Request:
How many lines in the rows below contain the string "region", with case counting? Reply with the number alone.

Material supplied:
= = =

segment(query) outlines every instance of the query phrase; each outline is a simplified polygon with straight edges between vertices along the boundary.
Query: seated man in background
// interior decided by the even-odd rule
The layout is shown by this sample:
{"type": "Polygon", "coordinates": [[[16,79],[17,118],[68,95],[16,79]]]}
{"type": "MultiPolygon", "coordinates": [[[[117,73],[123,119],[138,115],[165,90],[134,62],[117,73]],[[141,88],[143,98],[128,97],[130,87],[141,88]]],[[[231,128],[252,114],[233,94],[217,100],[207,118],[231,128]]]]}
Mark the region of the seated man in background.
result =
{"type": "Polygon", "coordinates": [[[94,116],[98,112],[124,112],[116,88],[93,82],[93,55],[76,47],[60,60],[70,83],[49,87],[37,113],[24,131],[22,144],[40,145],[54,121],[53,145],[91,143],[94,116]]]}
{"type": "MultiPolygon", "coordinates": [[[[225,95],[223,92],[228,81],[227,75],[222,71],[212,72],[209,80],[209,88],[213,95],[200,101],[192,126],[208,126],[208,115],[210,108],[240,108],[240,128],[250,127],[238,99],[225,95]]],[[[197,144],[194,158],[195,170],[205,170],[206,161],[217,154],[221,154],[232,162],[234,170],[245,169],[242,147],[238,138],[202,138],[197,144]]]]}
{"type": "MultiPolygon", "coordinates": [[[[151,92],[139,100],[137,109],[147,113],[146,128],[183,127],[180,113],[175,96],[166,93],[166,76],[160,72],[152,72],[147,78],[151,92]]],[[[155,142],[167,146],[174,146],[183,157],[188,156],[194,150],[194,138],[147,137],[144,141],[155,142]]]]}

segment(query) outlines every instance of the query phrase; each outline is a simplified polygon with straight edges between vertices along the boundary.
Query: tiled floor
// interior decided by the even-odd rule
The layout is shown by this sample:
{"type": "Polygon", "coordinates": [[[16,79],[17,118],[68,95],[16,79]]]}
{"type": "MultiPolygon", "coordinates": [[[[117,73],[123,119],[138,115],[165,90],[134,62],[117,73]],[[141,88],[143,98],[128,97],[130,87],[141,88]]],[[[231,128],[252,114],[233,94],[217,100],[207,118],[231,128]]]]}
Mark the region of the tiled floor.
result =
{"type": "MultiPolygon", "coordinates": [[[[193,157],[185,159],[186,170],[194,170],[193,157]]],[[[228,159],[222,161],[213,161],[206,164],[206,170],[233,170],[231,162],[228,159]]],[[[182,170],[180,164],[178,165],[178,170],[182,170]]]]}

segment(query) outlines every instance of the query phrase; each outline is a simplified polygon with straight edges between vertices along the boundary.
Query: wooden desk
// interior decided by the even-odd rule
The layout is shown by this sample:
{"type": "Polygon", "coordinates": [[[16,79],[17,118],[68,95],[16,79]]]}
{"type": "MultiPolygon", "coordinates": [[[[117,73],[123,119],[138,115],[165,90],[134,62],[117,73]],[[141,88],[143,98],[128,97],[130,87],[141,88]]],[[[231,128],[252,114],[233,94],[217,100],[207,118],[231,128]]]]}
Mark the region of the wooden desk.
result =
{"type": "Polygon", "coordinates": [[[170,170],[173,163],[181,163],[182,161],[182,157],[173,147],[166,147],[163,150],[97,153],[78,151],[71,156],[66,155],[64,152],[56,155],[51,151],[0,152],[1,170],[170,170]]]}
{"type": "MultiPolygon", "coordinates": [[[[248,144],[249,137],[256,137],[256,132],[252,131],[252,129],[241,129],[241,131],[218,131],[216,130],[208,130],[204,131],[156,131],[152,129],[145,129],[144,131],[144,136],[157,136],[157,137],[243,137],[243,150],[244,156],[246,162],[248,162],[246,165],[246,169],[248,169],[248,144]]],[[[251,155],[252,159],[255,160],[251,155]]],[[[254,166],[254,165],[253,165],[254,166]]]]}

= = =

Result below:
3